[BEGIN RECORDS SUPPLIED]
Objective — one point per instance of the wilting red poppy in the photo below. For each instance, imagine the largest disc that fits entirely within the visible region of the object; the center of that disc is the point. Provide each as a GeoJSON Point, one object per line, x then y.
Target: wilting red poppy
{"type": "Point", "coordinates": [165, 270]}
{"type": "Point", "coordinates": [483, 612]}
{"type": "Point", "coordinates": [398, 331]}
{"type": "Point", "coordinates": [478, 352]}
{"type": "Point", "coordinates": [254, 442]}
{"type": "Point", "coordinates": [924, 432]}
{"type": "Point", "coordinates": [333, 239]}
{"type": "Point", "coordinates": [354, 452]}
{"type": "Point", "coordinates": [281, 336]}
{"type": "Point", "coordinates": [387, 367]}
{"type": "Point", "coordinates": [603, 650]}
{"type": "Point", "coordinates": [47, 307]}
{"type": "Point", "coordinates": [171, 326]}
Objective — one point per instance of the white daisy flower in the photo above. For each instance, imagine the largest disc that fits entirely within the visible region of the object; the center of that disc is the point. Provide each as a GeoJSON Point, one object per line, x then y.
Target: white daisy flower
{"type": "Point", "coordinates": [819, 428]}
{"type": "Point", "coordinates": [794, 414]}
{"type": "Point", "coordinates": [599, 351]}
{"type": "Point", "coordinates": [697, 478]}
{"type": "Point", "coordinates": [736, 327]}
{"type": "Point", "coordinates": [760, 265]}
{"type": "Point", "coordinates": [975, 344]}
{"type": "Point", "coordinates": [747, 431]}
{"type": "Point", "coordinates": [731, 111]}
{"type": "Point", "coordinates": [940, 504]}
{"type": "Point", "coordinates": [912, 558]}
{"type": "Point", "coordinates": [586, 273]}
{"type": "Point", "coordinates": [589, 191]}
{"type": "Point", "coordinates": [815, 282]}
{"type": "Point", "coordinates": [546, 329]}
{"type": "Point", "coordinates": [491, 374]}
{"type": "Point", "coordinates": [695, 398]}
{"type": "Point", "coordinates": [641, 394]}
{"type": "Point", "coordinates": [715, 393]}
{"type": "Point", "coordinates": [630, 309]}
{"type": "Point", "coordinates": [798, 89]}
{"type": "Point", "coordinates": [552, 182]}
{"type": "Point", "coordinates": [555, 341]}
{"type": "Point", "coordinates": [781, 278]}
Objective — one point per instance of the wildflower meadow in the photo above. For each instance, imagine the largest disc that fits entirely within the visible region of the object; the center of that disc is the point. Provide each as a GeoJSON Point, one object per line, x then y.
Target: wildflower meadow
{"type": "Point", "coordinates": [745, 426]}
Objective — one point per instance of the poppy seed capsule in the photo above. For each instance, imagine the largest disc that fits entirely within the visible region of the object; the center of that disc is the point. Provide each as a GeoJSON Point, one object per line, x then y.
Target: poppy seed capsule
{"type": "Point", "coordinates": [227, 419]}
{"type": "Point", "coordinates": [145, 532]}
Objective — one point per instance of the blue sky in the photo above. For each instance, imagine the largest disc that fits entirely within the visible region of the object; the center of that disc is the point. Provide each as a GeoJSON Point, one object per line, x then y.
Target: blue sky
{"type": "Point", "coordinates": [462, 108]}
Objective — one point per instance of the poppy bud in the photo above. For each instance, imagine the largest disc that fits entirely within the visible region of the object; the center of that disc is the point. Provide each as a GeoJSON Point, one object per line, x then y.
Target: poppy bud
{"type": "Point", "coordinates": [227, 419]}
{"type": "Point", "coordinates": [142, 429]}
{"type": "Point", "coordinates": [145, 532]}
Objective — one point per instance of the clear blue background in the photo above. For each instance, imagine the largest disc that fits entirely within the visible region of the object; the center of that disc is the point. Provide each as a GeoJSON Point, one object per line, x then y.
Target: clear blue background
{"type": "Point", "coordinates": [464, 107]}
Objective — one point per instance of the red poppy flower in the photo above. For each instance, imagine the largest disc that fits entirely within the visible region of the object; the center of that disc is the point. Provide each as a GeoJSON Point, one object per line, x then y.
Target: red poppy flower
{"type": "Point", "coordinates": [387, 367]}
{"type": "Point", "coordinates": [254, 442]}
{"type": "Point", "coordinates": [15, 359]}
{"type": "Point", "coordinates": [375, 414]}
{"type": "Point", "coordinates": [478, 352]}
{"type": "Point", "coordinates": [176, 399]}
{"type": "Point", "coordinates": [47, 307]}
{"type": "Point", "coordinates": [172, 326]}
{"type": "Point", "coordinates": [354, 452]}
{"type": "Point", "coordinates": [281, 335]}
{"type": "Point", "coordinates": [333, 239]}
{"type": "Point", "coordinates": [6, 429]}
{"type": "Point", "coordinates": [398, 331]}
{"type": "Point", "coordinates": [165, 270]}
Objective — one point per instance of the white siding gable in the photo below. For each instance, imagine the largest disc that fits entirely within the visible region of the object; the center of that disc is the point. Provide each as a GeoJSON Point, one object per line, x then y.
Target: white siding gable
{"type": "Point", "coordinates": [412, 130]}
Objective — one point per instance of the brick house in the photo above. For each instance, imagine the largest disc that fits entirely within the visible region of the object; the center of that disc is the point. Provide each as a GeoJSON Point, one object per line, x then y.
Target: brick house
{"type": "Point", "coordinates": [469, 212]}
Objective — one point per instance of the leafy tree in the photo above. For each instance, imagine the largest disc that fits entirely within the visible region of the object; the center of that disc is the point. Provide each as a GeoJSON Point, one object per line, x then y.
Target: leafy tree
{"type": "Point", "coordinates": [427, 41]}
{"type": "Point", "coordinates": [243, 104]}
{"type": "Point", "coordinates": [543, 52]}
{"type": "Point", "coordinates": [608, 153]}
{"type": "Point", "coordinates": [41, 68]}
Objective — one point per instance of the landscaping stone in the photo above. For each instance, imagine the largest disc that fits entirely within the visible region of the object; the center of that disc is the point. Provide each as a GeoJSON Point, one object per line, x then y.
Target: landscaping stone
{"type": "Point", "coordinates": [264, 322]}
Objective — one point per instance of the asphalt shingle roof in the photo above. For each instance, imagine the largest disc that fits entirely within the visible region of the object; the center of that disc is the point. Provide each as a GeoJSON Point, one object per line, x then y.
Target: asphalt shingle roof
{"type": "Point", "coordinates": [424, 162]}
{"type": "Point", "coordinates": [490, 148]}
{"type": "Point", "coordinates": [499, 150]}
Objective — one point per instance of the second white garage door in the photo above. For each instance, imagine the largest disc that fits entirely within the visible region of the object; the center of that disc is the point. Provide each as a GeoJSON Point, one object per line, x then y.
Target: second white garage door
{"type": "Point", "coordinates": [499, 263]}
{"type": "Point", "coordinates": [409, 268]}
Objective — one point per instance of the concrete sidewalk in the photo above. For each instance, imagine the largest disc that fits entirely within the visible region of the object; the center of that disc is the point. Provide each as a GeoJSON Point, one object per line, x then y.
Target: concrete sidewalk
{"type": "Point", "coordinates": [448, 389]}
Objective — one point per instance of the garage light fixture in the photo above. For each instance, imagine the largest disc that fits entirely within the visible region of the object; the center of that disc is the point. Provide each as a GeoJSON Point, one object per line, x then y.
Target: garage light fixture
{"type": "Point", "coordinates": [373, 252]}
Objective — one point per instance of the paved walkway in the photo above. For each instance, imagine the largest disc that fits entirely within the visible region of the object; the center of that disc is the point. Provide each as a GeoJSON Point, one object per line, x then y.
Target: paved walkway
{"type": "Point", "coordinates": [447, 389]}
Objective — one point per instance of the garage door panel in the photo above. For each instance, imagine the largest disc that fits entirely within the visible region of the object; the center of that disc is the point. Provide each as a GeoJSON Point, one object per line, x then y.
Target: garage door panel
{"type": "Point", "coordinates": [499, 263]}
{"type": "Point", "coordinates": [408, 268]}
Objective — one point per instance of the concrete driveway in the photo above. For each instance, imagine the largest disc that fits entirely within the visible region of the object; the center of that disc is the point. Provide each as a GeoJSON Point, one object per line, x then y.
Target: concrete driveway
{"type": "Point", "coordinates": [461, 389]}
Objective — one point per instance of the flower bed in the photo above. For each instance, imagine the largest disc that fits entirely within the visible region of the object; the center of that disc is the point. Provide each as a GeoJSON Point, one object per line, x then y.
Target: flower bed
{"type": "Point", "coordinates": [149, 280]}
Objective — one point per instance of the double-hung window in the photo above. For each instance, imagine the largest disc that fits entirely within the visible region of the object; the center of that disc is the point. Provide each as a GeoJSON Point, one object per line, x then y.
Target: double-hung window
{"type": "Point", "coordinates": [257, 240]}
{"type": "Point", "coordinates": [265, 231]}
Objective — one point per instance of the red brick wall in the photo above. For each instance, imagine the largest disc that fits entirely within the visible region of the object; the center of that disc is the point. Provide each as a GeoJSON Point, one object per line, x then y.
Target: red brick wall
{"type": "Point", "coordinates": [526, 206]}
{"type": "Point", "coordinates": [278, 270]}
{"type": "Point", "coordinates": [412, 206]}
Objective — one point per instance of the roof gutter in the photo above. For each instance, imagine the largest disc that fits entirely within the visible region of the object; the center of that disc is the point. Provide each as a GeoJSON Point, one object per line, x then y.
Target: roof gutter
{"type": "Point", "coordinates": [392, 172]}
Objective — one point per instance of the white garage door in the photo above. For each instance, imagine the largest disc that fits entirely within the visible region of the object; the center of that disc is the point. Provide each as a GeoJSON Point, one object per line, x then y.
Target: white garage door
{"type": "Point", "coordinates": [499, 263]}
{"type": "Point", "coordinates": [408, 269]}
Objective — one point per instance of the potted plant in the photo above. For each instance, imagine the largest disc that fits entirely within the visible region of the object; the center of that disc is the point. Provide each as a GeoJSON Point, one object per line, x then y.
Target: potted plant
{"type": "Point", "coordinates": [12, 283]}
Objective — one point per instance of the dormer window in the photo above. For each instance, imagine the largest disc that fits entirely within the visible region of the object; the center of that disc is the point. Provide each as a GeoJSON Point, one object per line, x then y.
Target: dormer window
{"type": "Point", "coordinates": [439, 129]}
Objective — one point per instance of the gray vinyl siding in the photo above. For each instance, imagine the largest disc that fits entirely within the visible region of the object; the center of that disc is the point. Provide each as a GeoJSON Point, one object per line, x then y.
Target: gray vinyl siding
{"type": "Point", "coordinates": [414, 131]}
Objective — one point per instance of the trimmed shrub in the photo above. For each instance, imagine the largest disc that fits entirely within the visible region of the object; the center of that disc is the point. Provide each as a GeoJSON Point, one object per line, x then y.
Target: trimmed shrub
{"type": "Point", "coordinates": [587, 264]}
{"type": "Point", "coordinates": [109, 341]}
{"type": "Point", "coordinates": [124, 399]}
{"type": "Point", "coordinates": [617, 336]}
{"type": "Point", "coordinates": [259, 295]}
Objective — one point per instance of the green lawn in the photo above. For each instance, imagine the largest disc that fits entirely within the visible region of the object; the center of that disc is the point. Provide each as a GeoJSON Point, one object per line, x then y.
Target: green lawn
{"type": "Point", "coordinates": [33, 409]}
[END RECORDS SUPPLIED]
=== TASK TO CARRY OUT ===
Reproduce the lines of the records above verbatim, starting with the line that contains "Objective — one point per instance of the red poppy" and going on through the line that contains "Target: red poppy flower".

=== TASK OUTPUT ===
Objective — one point per instance of the red poppy flower in the photo above. For each instance, imagine the largest disc that fits entirely within the visible region of the object; the center of that disc is the point. Provide each as a GeoJSON Point, one object per line, x then y.
Target: red poppy flower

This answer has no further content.